> Extract to read:
In 1947, Stamos met the collector Peggy Guggenheim, and fellow artists John Graham, Mark Rothko, and Mark Tobey, the latter during a trip he took to New Mexico, California, and Seattle. His first one-man museum exhibition was held at The Phillips Gallery in 1950, the same year he taught at Black Mountain College in North Carolina. In 1951, Stamos moved to East Marion, New York, where he developed an expressive color-field technique.

Stamos' work has shifted and evolved more dramatically than most of the Abstract Expressionsts. He is in fact one of the first to use both "colourfield" and "gestural" techniques, painting across these lines to the end of his career.  He shifted his medium from oil to water-based paints, and his painting surfaces became thinner and flatter than those of the earlier works, but without a loss of luminosity and beauty of coloration. They are marked with great attention to not only the apportioning of colour to area and shape, but also the layering - or veiling - of colour. Beginning in 1955 and for the following twenty-two years he taught at the Art Students League. From 1970 on, he spent part of every year on the island of Lefkada in Greece, where he started his Infinity series. After ending his teaching career in 1977, Stamos travelled extensively and had numerous one-person shows in New York and Europe.

Records of labeled points:
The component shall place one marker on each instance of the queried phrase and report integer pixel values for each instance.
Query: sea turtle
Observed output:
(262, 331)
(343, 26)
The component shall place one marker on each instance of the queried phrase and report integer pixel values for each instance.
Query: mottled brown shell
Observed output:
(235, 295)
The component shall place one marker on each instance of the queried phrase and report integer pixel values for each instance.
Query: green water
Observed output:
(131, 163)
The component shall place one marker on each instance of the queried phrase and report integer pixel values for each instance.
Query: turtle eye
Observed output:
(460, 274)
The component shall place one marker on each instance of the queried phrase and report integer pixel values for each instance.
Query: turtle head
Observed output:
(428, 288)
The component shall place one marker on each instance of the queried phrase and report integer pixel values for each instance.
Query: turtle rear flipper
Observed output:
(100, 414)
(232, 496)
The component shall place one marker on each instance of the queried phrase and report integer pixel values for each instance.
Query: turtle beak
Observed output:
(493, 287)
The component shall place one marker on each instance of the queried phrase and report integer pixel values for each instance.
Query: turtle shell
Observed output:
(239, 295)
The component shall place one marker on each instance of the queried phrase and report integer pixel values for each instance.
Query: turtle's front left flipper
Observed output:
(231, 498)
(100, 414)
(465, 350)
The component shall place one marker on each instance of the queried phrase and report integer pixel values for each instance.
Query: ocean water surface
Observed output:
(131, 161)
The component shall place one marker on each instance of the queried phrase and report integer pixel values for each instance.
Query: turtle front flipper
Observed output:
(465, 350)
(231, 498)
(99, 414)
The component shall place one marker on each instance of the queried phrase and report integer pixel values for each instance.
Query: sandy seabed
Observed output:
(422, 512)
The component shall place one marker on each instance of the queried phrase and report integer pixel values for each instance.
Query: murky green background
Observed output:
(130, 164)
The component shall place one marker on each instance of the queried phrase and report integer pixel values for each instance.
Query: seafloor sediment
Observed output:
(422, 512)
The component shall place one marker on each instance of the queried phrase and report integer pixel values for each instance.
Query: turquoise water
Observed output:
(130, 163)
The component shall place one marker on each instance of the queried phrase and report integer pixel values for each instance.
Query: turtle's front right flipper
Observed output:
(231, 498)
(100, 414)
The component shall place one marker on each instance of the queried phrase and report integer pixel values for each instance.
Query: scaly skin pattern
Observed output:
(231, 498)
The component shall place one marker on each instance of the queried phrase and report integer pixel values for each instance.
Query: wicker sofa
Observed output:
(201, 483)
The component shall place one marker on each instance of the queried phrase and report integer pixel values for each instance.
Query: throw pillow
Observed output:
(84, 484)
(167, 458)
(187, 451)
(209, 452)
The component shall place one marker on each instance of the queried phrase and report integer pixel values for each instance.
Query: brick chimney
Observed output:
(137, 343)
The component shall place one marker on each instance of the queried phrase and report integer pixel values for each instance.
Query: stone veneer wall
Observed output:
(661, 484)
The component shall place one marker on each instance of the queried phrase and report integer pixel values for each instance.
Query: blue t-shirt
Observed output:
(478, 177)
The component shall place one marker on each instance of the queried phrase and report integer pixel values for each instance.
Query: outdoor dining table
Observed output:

> Required tasks:
(a) Translate this sentence from the passage about Stamos into Spanish: "In 1951, Stamos moved to East Marion, New York, where he developed an expressive color-field technique."
(b) According to the passage about Stamos, where did he start his Infinity series?

> Answers by task:
(a) En 1951, Stamos se mudó a East Marion, Nueva York, donde desarrolló una técnica expresiva de campos de color.

(b) On the island of Lefkada in Greece.